PROBLEM -
Copy all of the material below, swapping every "formatted" for "structured" and changing nothing else.
━━━━━━━━━━━━━━━━━━━━━━━━━━━━━━
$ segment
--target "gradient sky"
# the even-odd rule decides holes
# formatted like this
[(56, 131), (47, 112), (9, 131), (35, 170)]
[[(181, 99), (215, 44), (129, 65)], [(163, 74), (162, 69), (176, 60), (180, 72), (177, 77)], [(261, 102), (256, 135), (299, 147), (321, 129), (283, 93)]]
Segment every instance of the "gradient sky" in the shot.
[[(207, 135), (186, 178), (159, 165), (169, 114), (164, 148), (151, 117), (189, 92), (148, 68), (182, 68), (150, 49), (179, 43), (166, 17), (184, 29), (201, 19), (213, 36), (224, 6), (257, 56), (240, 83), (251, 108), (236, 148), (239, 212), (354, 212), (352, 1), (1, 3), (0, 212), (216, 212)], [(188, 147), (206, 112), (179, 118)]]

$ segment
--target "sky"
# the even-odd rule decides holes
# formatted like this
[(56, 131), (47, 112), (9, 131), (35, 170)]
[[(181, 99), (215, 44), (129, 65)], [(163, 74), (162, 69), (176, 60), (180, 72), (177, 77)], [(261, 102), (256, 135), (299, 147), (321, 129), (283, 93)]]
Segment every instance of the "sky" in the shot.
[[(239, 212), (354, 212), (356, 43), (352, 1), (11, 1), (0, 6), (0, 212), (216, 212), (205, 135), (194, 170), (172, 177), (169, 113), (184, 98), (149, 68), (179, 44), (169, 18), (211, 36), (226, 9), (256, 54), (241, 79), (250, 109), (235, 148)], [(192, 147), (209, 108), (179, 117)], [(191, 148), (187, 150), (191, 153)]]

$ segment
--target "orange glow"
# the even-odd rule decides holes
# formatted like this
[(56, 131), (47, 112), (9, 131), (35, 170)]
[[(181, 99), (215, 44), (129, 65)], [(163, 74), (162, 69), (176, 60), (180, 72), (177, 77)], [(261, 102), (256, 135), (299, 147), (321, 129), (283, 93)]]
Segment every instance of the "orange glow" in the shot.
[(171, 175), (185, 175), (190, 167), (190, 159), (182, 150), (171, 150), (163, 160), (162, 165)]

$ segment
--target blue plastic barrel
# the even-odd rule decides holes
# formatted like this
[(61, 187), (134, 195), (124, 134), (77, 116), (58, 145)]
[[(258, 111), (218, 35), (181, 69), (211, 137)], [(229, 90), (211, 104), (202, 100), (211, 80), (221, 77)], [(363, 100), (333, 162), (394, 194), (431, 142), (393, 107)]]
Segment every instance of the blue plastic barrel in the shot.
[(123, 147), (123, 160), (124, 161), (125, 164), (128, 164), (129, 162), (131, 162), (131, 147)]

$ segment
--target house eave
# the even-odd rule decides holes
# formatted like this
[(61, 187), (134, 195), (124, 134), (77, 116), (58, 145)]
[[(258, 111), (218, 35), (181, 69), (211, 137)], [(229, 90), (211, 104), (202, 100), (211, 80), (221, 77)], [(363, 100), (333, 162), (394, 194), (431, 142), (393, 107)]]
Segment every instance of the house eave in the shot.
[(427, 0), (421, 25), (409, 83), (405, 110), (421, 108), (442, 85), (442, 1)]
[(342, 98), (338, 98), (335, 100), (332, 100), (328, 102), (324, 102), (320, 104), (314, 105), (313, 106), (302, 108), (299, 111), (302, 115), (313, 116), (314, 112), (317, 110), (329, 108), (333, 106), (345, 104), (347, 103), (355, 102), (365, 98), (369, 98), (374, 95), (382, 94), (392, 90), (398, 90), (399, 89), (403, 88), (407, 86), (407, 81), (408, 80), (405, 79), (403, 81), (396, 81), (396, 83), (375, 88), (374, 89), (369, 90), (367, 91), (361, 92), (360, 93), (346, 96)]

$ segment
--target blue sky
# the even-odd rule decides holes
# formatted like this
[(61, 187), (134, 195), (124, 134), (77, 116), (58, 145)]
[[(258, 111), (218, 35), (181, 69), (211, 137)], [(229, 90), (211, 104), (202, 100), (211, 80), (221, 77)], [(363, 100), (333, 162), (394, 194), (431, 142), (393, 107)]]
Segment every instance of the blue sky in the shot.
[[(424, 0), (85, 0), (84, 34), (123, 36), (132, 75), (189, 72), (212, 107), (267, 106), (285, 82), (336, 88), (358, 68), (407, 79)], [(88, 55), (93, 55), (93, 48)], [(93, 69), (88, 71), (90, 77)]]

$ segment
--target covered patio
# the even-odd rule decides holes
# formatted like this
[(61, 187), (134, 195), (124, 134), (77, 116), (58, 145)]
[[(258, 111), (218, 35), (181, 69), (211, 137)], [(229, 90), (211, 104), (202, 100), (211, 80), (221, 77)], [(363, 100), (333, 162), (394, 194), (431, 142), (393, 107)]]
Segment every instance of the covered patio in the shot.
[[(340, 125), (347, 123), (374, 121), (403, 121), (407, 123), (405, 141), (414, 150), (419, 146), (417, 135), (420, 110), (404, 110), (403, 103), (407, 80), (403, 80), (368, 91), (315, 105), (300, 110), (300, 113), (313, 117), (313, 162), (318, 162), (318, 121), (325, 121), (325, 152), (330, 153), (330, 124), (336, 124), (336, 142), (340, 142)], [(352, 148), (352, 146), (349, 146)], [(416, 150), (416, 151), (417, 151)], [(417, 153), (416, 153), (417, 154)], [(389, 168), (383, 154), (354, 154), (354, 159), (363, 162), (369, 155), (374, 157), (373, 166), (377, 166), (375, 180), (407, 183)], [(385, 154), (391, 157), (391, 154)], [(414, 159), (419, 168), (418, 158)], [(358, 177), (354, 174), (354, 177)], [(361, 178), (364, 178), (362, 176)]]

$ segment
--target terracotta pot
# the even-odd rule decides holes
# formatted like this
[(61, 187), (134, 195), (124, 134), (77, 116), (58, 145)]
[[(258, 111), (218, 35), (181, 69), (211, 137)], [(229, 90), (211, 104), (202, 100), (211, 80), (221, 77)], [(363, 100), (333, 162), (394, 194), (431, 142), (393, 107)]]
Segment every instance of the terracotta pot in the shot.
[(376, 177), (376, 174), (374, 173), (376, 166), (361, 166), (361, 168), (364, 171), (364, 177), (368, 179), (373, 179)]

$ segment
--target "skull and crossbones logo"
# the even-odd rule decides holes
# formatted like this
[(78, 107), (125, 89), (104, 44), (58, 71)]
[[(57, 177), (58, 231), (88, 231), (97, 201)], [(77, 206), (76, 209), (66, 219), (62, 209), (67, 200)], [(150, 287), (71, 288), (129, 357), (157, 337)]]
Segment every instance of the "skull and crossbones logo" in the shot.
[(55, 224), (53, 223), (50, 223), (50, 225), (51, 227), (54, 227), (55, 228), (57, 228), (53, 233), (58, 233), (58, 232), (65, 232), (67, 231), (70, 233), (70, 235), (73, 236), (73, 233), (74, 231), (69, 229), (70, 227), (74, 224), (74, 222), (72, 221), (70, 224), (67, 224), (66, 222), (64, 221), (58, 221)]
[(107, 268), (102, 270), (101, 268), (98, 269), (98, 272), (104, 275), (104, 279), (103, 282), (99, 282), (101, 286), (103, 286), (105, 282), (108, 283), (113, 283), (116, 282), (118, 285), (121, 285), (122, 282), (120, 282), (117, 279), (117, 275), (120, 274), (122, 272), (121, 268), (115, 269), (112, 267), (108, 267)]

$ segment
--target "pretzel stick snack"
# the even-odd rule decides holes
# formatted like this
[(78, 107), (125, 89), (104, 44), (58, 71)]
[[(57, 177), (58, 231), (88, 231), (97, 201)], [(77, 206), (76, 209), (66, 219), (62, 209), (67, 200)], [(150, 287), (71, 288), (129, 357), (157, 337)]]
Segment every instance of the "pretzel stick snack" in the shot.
━━━━━━━━━━━━━━━━━━━━━━━━━━━━━━
OUTPUT FOR THIS EXERCISE -
$ segment
--target "gradient sky"
# the even-odd rule decides holes
# structured like this
[(56, 131), (47, 112), (9, 131), (35, 170)]
[[(181, 99), (215, 44), (129, 65)], [(163, 74), (162, 69), (176, 60), (180, 72), (177, 77)], [(261, 102), (256, 135), (299, 147), (321, 129), (283, 93)]]
Segment every instance of the "gradient sky" in the shot.
[[(207, 135), (186, 178), (159, 165), (169, 114), (164, 148), (151, 117), (189, 92), (148, 68), (182, 68), (150, 49), (179, 43), (166, 17), (184, 29), (201, 19), (213, 36), (224, 6), (257, 56), (240, 83), (251, 108), (236, 148), (239, 212), (354, 212), (352, 1), (1, 3), (0, 212), (216, 212)], [(188, 147), (206, 112), (179, 118)]]

$ segment
--target "sky"
# the even-odd rule decides holes
# structured like this
[(56, 131), (47, 112), (9, 131), (35, 170)]
[[(181, 99), (215, 44), (129, 65)], [(163, 74), (162, 69), (176, 60), (180, 72), (177, 77)], [(261, 102), (256, 135), (299, 147), (321, 129), (283, 93)]]
Segment every instance of the "sky" in the shot.
[[(239, 212), (354, 212), (356, 43), (352, 1), (11, 1), (0, 6), (0, 212), (216, 212), (205, 135), (194, 170), (172, 177), (169, 113), (184, 98), (149, 68), (179, 44), (169, 18), (211, 36), (226, 9), (256, 54), (241, 79), (250, 109), (235, 148)], [(192, 147), (209, 108), (179, 117)], [(191, 148), (187, 150), (191, 153)]]

$ segment
--target "orange glow"
# the even-odd rule decides holes
# structured like this
[(56, 131), (47, 112), (9, 131), (35, 170)]
[[(181, 99), (215, 44), (129, 65)], [(163, 74), (162, 69), (176, 60), (180, 72), (177, 77)], [(261, 102), (256, 135), (299, 147), (321, 129), (283, 93)]]
Segment every instance of the "orange glow" in the shot.
[(171, 175), (185, 175), (190, 167), (190, 159), (182, 150), (171, 150), (163, 160), (162, 165)]

$ segment
--target blue plastic barrel
# the even-odd rule decides holes
# structured like this
[(61, 187), (134, 195), (124, 134), (77, 116), (58, 145)]
[[(258, 111), (218, 35), (181, 69), (211, 137)], [(229, 90), (211, 104), (202, 100), (211, 80), (221, 77)], [(363, 100), (333, 162), (394, 194), (431, 142), (393, 107)]]
Segment every instance of the blue plastic barrel in the shot.
[(123, 147), (123, 160), (124, 161), (125, 164), (128, 164), (129, 162), (131, 162), (131, 147)]

$ segment
--target house eave
# the even-odd rule decides holes
# structured like this
[(61, 187), (134, 195), (124, 134), (77, 116), (58, 145)]
[[(258, 111), (218, 35), (181, 69), (211, 137)], [(229, 90), (211, 104), (202, 100), (211, 80), (221, 77)], [(363, 100), (333, 162), (394, 194), (431, 142), (393, 107)]]
Segment every instance of the house eave in the shot.
[(427, 0), (421, 25), (409, 83), (405, 110), (421, 108), (442, 85), (442, 1)]
[(342, 98), (338, 98), (335, 100), (332, 100), (328, 102), (324, 102), (320, 104), (314, 105), (313, 106), (302, 108), (299, 111), (302, 115), (313, 116), (314, 112), (317, 110), (329, 108), (333, 106), (345, 104), (347, 103), (355, 102), (365, 98), (369, 98), (374, 95), (382, 94), (392, 90), (398, 90), (399, 89), (403, 88), (407, 86), (407, 81), (408, 80), (405, 79), (403, 81), (396, 81), (396, 83), (375, 88), (374, 89), (369, 90), (367, 91), (361, 92), (360, 93), (346, 96)]

$ segment
--target blue sky
# the even-odd rule decides holes
# structured like this
[(61, 187), (134, 195), (124, 134), (77, 116), (58, 145)]
[[(258, 111), (218, 35), (181, 69), (211, 137)], [(229, 90), (211, 104), (202, 100), (211, 80), (221, 77)], [(363, 100), (333, 162), (394, 194), (431, 142), (393, 107)]]
Segment every instance of the blue sky in the shot.
[[(424, 0), (85, 0), (84, 34), (123, 36), (132, 75), (189, 72), (212, 107), (267, 106), (285, 82), (336, 88), (358, 68), (407, 79)], [(88, 55), (93, 55), (93, 48)], [(93, 69), (88, 71), (90, 77)]]

$ segment
--target covered patio
# the even-odd rule decides holes
# structured like this
[(61, 187), (134, 195), (124, 134), (77, 116), (58, 145)]
[[(258, 111), (218, 35), (181, 69), (211, 137)], [(229, 90), (211, 104), (202, 100), (211, 80), (221, 77)], [(363, 100), (333, 162), (394, 194), (431, 142), (393, 107)]]
Segment every instance of the covered patio in the shot.
[[(340, 125), (347, 123), (374, 121), (403, 121), (407, 123), (405, 141), (414, 150), (419, 146), (417, 135), (420, 110), (404, 110), (403, 103), (407, 80), (403, 80), (368, 91), (315, 105), (300, 110), (300, 113), (313, 117), (313, 162), (318, 162), (318, 121), (325, 121), (325, 152), (330, 153), (330, 124), (336, 124), (336, 142), (340, 142)], [(352, 148), (352, 146), (349, 146)], [(416, 150), (416, 151), (417, 151)], [(417, 153), (416, 153), (417, 154)], [(389, 168), (383, 154), (354, 154), (354, 159), (363, 162), (369, 155), (374, 157), (373, 166), (377, 166), (375, 180), (407, 183)], [(385, 154), (391, 157), (391, 154)], [(414, 159), (419, 168), (418, 158)], [(358, 177), (354, 174), (354, 177)], [(361, 178), (364, 178), (362, 176)]]

$ segment
--target terracotta pot
# the even-odd rule decides holes
# structured like this
[(61, 187), (134, 195), (124, 134), (77, 116), (58, 145)]
[[(258, 111), (218, 35), (181, 69), (211, 137)], [(229, 90), (211, 104), (202, 100), (211, 80), (221, 77)], [(363, 100), (333, 162), (394, 194), (431, 142), (393, 107)]]
Segment every instance of the terracotta pot in the shot.
[(376, 177), (376, 174), (374, 173), (376, 166), (361, 166), (361, 168), (364, 171), (364, 177), (368, 179), (373, 179)]

$ segment
--target "skull and crossbones logo"
# the even-odd rule decides holes
# structured like this
[(78, 107), (125, 89), (104, 44), (58, 71)]
[[(57, 177), (58, 231), (88, 231), (97, 201)], [(77, 206), (76, 209), (66, 219), (62, 209), (67, 200)], [(150, 287), (71, 288), (129, 357), (157, 337)]]
Segment every instance of the "skull and crossbones logo" in the shot.
[(55, 224), (53, 223), (50, 223), (50, 225), (51, 227), (54, 227), (55, 228), (57, 228), (53, 233), (58, 233), (58, 232), (65, 232), (67, 231), (70, 233), (70, 235), (73, 236), (73, 233), (74, 231), (69, 229), (70, 227), (74, 224), (74, 222), (72, 221), (70, 224), (67, 224), (66, 222), (64, 221), (58, 221)]
[(107, 268), (102, 270), (101, 268), (98, 269), (98, 272), (104, 275), (104, 279), (103, 282), (99, 282), (101, 286), (103, 286), (105, 282), (108, 283), (113, 283), (116, 282), (118, 285), (121, 285), (122, 282), (120, 282), (117, 279), (117, 275), (120, 274), (122, 272), (121, 268), (115, 269), (112, 267), (108, 267)]

$ segment
--target "pretzel stick snack"
# the even-odd rule decides holes
# structured like this
[(78, 107), (125, 89), (104, 44), (58, 71)]
[[(57, 177), (58, 231), (88, 231), (97, 201)], [(77, 206), (76, 209), (66, 219), (62, 209), (67, 200)], [(150, 287), (71, 288), (129, 357), (157, 337)]]
Segment every instance of the "pretzel stick snack" in the shot.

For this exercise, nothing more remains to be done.